## WORK TO BE COMPLETED
Write out, exactly and in full, the line where "Target: striped sock cuff" appears together with all lines that follow it in the entries below. Do not include pictures.

## DATA LISTING
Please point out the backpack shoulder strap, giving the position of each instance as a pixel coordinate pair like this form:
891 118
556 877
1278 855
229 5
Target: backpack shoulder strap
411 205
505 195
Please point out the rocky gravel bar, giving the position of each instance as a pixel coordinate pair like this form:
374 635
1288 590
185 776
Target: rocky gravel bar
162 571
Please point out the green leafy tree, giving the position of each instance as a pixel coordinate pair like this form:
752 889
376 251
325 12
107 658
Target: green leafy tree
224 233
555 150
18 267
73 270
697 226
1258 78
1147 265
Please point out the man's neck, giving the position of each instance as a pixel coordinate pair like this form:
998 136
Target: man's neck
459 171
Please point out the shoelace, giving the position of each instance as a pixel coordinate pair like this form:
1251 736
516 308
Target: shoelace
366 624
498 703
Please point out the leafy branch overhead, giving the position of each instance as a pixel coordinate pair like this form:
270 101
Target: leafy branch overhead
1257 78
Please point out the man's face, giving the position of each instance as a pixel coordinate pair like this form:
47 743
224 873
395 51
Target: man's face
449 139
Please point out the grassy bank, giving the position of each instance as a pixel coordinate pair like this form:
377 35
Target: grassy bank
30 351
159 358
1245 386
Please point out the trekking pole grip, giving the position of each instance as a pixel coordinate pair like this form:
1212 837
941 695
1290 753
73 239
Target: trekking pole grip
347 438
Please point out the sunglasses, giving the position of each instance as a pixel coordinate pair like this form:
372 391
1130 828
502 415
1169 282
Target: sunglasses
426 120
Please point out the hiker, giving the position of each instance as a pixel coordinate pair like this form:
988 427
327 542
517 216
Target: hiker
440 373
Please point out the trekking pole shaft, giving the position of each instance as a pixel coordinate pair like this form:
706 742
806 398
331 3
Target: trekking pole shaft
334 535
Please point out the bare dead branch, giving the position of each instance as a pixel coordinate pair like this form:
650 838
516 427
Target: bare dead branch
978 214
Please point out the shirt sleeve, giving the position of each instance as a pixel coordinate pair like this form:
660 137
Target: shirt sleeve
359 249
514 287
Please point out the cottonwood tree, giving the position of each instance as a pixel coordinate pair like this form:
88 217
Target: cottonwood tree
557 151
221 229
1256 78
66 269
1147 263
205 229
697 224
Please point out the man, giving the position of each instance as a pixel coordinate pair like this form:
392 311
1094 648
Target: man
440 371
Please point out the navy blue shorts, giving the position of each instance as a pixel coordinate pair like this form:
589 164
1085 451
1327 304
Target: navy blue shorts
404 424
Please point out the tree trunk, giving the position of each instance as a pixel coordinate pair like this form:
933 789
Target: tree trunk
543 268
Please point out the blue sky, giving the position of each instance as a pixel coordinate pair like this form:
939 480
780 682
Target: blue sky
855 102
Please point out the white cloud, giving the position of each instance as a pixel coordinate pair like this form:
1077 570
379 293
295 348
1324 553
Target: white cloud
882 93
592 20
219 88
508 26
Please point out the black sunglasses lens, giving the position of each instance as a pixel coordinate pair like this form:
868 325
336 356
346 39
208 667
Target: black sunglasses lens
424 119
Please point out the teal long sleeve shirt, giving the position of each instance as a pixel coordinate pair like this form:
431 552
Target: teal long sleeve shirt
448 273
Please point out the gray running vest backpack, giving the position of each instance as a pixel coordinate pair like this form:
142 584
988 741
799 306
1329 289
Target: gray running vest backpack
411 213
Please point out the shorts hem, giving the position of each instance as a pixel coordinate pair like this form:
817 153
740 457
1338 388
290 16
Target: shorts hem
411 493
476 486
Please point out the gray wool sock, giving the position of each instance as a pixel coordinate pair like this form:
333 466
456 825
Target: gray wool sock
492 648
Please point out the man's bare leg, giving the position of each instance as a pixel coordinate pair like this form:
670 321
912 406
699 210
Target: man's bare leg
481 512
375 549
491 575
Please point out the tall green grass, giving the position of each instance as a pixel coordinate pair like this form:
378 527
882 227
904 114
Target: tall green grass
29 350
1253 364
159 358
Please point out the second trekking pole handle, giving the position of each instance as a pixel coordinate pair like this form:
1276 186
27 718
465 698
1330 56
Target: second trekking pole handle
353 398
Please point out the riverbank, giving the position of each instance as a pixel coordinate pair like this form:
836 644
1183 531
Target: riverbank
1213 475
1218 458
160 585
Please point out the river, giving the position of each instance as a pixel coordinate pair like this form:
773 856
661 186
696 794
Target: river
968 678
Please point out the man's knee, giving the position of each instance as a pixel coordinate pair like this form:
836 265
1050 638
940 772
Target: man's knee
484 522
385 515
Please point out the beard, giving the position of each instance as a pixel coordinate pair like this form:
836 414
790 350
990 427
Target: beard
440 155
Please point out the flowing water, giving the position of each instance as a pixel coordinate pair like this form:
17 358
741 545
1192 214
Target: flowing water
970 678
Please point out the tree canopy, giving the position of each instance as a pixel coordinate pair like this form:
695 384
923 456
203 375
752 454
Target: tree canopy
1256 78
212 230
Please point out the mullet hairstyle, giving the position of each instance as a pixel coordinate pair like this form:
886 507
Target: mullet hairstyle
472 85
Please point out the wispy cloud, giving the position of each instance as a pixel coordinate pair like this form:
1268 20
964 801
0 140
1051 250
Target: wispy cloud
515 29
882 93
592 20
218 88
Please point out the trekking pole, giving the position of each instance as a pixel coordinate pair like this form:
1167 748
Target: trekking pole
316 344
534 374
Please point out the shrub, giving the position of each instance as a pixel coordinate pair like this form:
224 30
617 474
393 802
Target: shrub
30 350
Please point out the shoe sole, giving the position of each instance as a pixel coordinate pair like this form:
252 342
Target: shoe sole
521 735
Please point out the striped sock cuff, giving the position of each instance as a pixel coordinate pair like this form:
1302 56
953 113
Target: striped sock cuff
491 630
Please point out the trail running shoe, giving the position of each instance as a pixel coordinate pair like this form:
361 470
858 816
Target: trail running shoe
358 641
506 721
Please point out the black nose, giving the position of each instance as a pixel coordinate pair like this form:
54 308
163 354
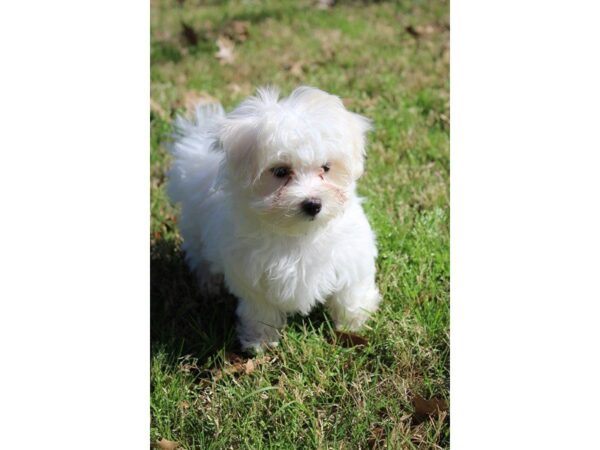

## ANSWER FOR THE TASK
Target: striped sock cuff
491 630
Please point out the trail running shoe, giving the position of each instance as a pixel coordinate pair like this form:
361 470
858 816
Target: trail running shoe
358 641
506 721
Please point out the black nose, giving the position of each instance as a pixel coordinate pair like this form:
54 308
163 354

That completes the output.